## EXCERPT PROVIDED

:::::

After a run of historically low interest rates, we face the prospect of a changing market. Organizations that are considering issuing debt must now factor in the risk of rising interest rates and decide whether to hedge against that risk.
Numerous factors are driving this change:
- Inflation—the product of supply chain disruptions, infusions of stimulus money, and pent-up demand for goods and services—has risen to levels not seen since the 1980s, as shown in the chart below.
- The Federal Reserve is tightening what has been an extremely accommodative monetary policy, in place since the Great Recession of 2008-09, to address inflationary pressures and to begin to unwind a balance sheet that has approximately doubled to $9 trillion since the pandemic began in 2020. The Fed raised the federal funds rate by 25 basis points at the Federal Open Market Committee (FOMC) meeting in mid-March and signaled a total of up to seven rate increases over 2022, with additional increases possible in 2023.
- Russia’s invasion of Ukraine has significantly heightened geopolitical risk and has introduced pronounced volatility into the markets, at least for the short term.
These factors generally support an upward rate bias, but there is a good deal of uncertainty around the impact and duration of each, which contributes to uncertainty over whether and by how much long-term interest rates might rise.
The response of fixed income investors to all the unsettling economic, monetary, and geopolitical developments during the past several months has been curve flattening, driven by the shorter end moving up faster than the long end. Longer-term rates are moving up, however, with 30-year MMDs up 84 basis points and 30-year Treasuries up 52 basis points since Dec. 31, 2021 (as of March 18, 2022).
Deciding Whether to Hedge
Against this backdrop, it may be prudent for an organization that plans to issue debt to consider hedging strategies to protect against rising interest rates. Hedging is a relatively straightforward process; lock in a rate today with a forward premium and wait for the settlement date (coinciding with the bond sale). If rates are higher than the “locked” rate, the organization selling the bonds receives a payment, but sells the bonds at the higher prevailing rate. If rates are lower, the organization must make a payment, but sells the bonds in a lower rate environment. The question of whether to hedge is, however, more complicated and involves several tactical considerations.

:::::

## WHAT YOU HAVE TO DO
In the text on rising interest rates, by how much did the Federal Reserve raise the federal funds rate at the mid-March FOMC meeting?

:::::

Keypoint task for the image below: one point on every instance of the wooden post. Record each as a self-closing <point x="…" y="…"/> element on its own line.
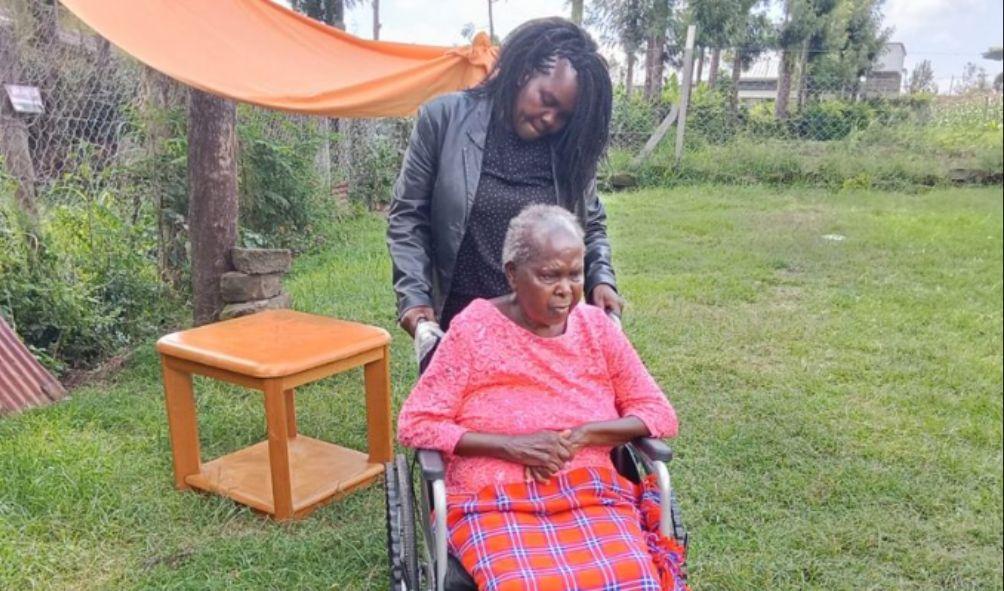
<point x="685" y="91"/>
<point x="14" y="148"/>
<point x="657" y="135"/>
<point x="212" y="162"/>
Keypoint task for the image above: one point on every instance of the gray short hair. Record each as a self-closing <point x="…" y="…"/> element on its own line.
<point x="519" y="246"/>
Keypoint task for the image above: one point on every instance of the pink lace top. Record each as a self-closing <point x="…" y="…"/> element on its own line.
<point x="492" y="375"/>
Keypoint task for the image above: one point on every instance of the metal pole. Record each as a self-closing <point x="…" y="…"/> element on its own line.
<point x="685" y="90"/>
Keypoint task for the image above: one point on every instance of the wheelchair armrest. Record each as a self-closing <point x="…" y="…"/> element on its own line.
<point x="655" y="450"/>
<point x="431" y="462"/>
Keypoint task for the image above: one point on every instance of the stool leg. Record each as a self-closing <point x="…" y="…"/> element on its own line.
<point x="182" y="424"/>
<point x="379" y="429"/>
<point x="278" y="450"/>
<point x="290" y="412"/>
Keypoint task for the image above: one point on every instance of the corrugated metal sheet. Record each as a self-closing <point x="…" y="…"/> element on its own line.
<point x="23" y="380"/>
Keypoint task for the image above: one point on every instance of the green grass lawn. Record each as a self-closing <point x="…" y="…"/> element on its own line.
<point x="840" y="407"/>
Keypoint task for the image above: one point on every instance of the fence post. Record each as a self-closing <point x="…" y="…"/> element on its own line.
<point x="685" y="90"/>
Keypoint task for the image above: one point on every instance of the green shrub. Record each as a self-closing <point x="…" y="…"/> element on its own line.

:::::

## ANSWER TO THIS EXERCISE
25 basis points.